**WHAT NEEDS TO BE DONE**
Write out each entry again. Keep every word exactly as it is.

Records contained in a dataset:
__________

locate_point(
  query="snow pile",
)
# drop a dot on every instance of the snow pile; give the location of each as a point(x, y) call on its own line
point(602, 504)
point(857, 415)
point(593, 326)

__________

**SOLUTION TO THE PROBLEM**
locate_point(
  query="snow pile",
)
# drop a dot on every instance of the snow pile; give the location of each as a point(x, y) call on its own line
point(602, 504)
point(857, 415)
point(593, 326)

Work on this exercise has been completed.